— Отрывок текста —

* * *

Что за лихие, зверские дела,
Безумные, мятежные, слепые,
Рождает ежедневно спор смертельный!
Чтобы подчеркнуть сгущающийся над миром (точнее, над Британией, но для ее населения это было синонимично) мрак, Шекспир меняет тональность риторики в третьей части трилогии. Античные аллюзии перемежаются с библейскими, зооморфные метафоры и сравнения встречаются чаще, чем в предыдущих частях, и меняют свой характер: на смену змее как эмблематическому образу второй части, где она обозначала одновременно коварство, вероломство и мудрость, в третьей появляются хищные образы, связанные с жестокостью, агрессией, насилием и физической силой. Юный Ретленд сравнивает своего убийцу Клиффорда со львом, Йорк называет Маргариту «волчицей» и тигром «в женской оболочке», его самого Ричард описывает как «льва среди коров пугливых» и «медведя среди собачьей своры», а Клиффорда – как волка, на которого ведется охота. Королева сравнивает сыновей Йорка, преследующих ее и Генриха, с борзыми, увидевшими зайца. Сторож, захвативший в плен Генриха, называет его «оленем с драгоценной шкурой».
Тема охоты, травли, погони в пьесе выходит на первое место. Население Англии погрязло в грызне и распрях, словно свора голодных собак. Для современников Шекспира эти метафоры вдвойне выразительны и красноречивы: ренессансный человек активно пытался преодолеть в себе животное, низменное, примитивное начало посредством образования, культуры, распространения гуманистических идеалов. Дать волю скрытому в глубине личности змеиному коварству, собачьей склочности, тигриной жестокости означало перечеркнуть десятилетия и даже столетия мучительного и кропотливого самосовершенствования, вернуться на предыдущий уровень бытия, на котором царят инстинкты и первобытные, примитивные порывы.

* * *

— Выборка записей —

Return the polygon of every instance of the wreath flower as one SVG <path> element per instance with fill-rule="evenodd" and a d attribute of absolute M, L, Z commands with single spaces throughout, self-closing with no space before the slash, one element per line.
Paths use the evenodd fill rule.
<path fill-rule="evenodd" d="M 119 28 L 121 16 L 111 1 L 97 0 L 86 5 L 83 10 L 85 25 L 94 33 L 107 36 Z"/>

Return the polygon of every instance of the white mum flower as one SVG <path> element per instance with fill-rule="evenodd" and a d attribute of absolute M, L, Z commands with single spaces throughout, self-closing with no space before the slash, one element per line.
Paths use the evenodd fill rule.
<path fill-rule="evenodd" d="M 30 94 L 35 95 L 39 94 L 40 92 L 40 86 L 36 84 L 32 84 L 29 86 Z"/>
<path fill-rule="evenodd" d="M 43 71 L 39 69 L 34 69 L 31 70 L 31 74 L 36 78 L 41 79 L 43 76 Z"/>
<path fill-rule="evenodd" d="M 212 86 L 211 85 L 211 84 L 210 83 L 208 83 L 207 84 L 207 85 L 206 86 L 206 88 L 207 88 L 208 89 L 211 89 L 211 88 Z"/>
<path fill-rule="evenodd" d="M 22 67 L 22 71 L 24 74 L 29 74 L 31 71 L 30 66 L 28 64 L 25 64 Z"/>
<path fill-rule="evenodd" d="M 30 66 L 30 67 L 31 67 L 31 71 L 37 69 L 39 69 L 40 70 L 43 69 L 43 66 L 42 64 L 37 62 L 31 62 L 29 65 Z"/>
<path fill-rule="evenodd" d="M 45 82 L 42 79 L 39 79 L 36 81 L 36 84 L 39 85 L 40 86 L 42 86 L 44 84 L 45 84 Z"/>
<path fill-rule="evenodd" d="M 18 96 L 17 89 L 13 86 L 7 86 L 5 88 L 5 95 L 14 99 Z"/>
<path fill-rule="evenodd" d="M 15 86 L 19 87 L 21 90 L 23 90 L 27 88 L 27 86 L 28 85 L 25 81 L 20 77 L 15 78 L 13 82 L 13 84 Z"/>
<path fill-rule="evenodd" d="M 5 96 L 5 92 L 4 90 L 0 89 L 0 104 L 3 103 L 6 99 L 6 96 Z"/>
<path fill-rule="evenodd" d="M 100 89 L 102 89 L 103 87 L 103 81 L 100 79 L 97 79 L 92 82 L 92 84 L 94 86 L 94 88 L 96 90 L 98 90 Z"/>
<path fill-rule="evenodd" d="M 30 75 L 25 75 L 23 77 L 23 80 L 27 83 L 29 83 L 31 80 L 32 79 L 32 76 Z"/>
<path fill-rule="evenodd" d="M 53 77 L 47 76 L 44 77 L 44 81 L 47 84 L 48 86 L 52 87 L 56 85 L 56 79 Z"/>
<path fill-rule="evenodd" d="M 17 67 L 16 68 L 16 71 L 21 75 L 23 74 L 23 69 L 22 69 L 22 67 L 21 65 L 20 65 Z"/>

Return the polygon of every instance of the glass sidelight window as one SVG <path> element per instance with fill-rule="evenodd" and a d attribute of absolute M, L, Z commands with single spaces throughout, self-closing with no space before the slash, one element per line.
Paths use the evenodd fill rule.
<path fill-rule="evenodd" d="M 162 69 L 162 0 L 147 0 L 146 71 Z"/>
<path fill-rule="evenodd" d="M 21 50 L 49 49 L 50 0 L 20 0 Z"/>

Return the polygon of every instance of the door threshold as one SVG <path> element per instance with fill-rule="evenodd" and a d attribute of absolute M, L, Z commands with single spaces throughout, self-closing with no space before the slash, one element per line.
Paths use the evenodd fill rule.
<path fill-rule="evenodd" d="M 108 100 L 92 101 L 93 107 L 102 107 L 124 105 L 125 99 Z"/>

* * *

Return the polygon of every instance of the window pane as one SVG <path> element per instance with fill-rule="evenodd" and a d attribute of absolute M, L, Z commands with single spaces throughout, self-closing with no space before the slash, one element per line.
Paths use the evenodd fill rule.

* * *

— Задача —
Перечислите, пожалуйста, всех персонажей, которых в отрывке о трилогии Шекспира сравнивают с животными, и укажите для каждого этих животных. Записи никак не связаны с отрывком.

— Полный ответ —
- Клиффорд: лев, волк, на которого ведется охота.
- Маргарита: волчица, тигр «в женской оболочке».
- Йорк: «лев среди коров пугливых», «медведь среди собачьей своры».
- Сыновья Йорка: борзые, увидевшие зайца.
- Генрих: «олень с драгоценной шкурой».